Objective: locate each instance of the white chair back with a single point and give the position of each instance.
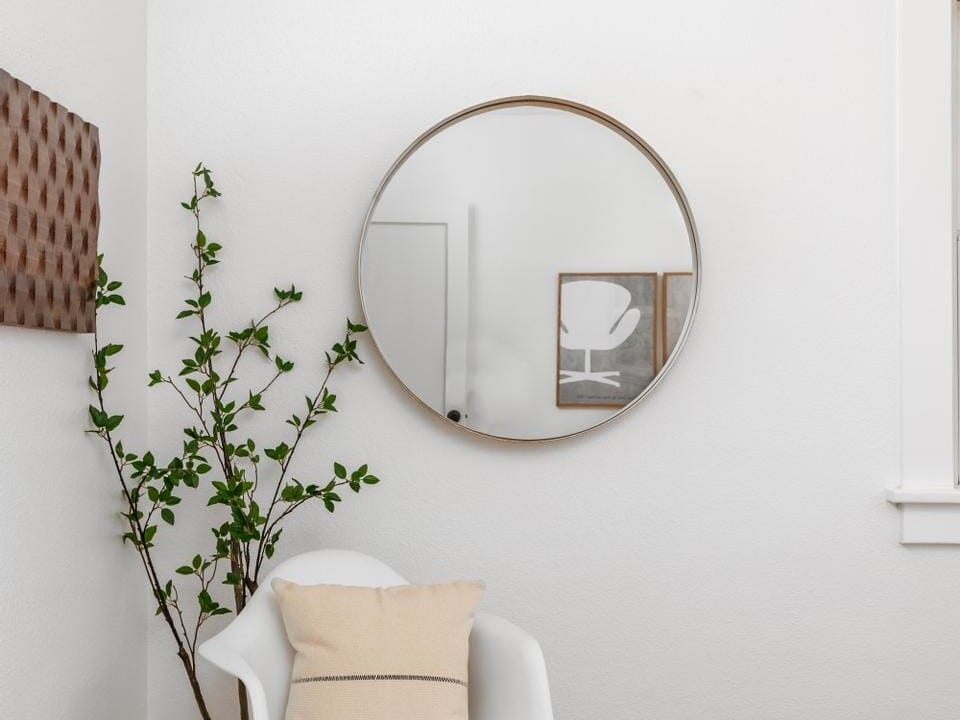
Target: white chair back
* * *
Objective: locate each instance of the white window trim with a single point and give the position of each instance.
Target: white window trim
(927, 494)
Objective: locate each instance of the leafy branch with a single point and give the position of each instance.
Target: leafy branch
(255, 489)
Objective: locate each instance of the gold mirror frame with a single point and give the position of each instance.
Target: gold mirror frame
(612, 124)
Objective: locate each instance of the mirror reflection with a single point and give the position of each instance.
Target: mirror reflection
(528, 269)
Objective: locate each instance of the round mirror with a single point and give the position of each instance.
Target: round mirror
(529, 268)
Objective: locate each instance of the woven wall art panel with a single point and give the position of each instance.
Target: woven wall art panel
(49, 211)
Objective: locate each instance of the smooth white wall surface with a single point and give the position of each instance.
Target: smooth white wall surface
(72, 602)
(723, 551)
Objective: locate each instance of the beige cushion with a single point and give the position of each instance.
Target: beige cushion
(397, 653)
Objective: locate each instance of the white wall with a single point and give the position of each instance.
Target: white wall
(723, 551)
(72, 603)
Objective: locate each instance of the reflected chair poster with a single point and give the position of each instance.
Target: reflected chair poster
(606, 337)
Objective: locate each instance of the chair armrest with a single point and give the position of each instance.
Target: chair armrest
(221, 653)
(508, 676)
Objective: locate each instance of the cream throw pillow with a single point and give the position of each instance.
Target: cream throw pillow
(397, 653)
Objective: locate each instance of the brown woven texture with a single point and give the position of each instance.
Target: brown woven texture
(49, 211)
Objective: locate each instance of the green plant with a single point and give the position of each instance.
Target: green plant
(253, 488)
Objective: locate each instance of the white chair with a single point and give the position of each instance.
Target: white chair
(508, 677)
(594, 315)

Activity: Filter the data down to the lines that contain the string "back", and copy them.

Reply:
Objective: locate each instance of the white chair back with a single point and give the position of each instance.
Target: white chair back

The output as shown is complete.